3. DIAGNOSING ORGANIZATIONAL CULTURE AND EMPLOYEE SATISFACTION.
a) Diagnosing organizational culture
The easy way to diagnose organizational culture is to conduct an employee satisfaction survey by gathering responses from the working staff³⁰. A survey can reveal plenty of information about the department and institution, and all members will agree that the quality of work in the department is of utmost importance, leading to greater patient satisfaction³¹. The organization should fully or partially allow its employees to set goals and implement activities. Many organizations are too busy to provide updated mission, vision, values, and goals to stakeholders; the supervisors pay special attention to do this to develop a better organizational culture. Leaders should provide frequent updates about the organization’s mission, vision, and goals³². The survey directly reflects the inner mind of the organization and the organizational culture.
# # # #
*EXERCISE*
Reproduce the passage on diagnosing organizational culture word for word, in full.

*SUPPLIED INFORMATION*
# # # #
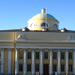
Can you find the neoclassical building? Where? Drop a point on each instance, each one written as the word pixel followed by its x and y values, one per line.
pixel 40 49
# # # #
*REPLY*
3. DIAGNOSING ORGANIZATIONAL CULTURE AND EMPLOYEE SATISFACTION.
a) Diagnosing organizational culture
The easy way to diagnose organizational culture is to conduct an employee satisfaction survey by gathering responses from the working staff³⁰. A survey can reveal plenty of information about the department and institution, and all members will agree that the quality of work in the department is of utmost importance, leading to greater patient satisfaction³¹. The organization should fully or partially allow its employees to set goals and implement activities. Many organizations are too busy to provide updated mission, vision, values, and goals to stakeholders; the supervisors pay special attention to do this to develop a better organizational culture. Leaders should provide frequent updates about the organization’s mission, vision, and goals³². The survey directly reflects the inner mind of the organization and the organizational culture.